→ **READING PASSAGE**:
But people live in the real world, where things aren’t measured in pixels, so we have to use physical units. For many centuries, the standard unit of measurement for type has been the point. This, of course, is not the iOS device-independent pixel for which Apple inexplicably stole the name point, but a typographer’s point, which Adobe has rounded slightly to 1/72nd of an inch for the PostScript standard. So you can also call this a PostScript point.
Because of variations in device scaling, there is no perfect translation between units of measure for different devices and platforms, but I use the conversion values shown in Table 1 in my design documentation.
Table 1—Conversion values
To convert from points to…
Multiply by
Web pixels
1.34
Web ems
0.8
Android SPs or DPs
2.0
iOS points
2.25
I create all of my designs at full scale, defining type sizes—as well as icon sizes and margins—in points, then translate the sizes for the developers so there is no ambiguity.
People Use Different Devices in Different Ways
Stop saying “fragmentation” as though it is a bad thing. Respect user choice. People buy and use a variety of devices because their needs differ. The way they use devices differs, too.
From my many, many observations of users in the field, I know the distances at which people hold different device types when reading on them or tapping them. As shown in Figure 1, this varies by devices’ screen size.
The larger devices get, the further away from their eyes people use them. People hold small handsets very close to their eyes, larger handsets and phablets further away, and tablets at approximately desktop distance because people often place them in stands and use them with keyboards.
I agree entirely that not everyone works in the same way. I have lots of anecdotes about how specific users, in specific situations, work with their devices differently. Ideally, all of us should get out in the field and find out how our users actually work.
But I also recognize that most designers don’t get to do that, so way too much of the time, they fall back on quick, cheap, responsive templates and just want some guidelines on type size to make them basically usable. These provide very basic guidance that you can follow when you have to guess or assume what type size to use based only on device class or screen size.

[Region annotation lines]
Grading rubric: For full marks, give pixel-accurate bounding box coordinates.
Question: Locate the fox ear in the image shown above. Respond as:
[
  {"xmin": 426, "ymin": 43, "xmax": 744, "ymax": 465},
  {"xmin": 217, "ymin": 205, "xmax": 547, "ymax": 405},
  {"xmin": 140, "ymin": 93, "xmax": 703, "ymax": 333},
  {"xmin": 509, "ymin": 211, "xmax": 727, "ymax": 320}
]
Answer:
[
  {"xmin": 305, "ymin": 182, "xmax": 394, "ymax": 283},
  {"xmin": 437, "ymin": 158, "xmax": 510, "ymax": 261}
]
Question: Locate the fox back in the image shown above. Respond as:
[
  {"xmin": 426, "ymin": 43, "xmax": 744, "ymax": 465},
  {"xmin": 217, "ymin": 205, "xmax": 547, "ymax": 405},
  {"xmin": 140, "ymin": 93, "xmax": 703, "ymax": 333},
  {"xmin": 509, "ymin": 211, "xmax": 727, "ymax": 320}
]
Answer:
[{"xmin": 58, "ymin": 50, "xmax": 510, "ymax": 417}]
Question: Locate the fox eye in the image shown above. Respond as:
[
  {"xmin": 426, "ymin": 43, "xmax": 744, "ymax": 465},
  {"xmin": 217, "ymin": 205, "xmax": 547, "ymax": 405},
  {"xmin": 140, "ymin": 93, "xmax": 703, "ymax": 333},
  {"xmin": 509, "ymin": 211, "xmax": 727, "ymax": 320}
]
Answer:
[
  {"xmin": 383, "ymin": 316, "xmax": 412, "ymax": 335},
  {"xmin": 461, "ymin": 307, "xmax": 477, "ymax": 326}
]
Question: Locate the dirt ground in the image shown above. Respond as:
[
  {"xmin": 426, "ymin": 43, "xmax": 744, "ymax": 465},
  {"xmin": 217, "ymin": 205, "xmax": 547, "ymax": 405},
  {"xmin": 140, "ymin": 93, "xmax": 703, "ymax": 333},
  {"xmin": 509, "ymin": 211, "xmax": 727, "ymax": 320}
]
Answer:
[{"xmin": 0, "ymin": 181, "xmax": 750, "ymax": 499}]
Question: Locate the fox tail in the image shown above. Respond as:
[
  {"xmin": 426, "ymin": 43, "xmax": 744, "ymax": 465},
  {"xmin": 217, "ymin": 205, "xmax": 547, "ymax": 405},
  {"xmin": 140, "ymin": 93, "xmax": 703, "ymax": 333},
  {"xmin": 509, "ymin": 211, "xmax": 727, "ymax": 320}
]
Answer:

→ **WHAT YOU HAVE TO DO**: Please copy the stretch of the type-size passage from "But people live" through "a PostScript point.", word for word.

→ **FINAL ANSWER**:
But people live in the real world, where things aren’t measured in pixels, so we have to use physical units. For many centuries, the standard unit of measurement for type has been the point. This, of course, is not the iOS device-independent pixel for which Apple inexplicably stole the name point, but a typographer’s point, which Adobe has rounded slightly to 1/72nd of an inch for the PostScript standard. So you can also call this a PostScript point.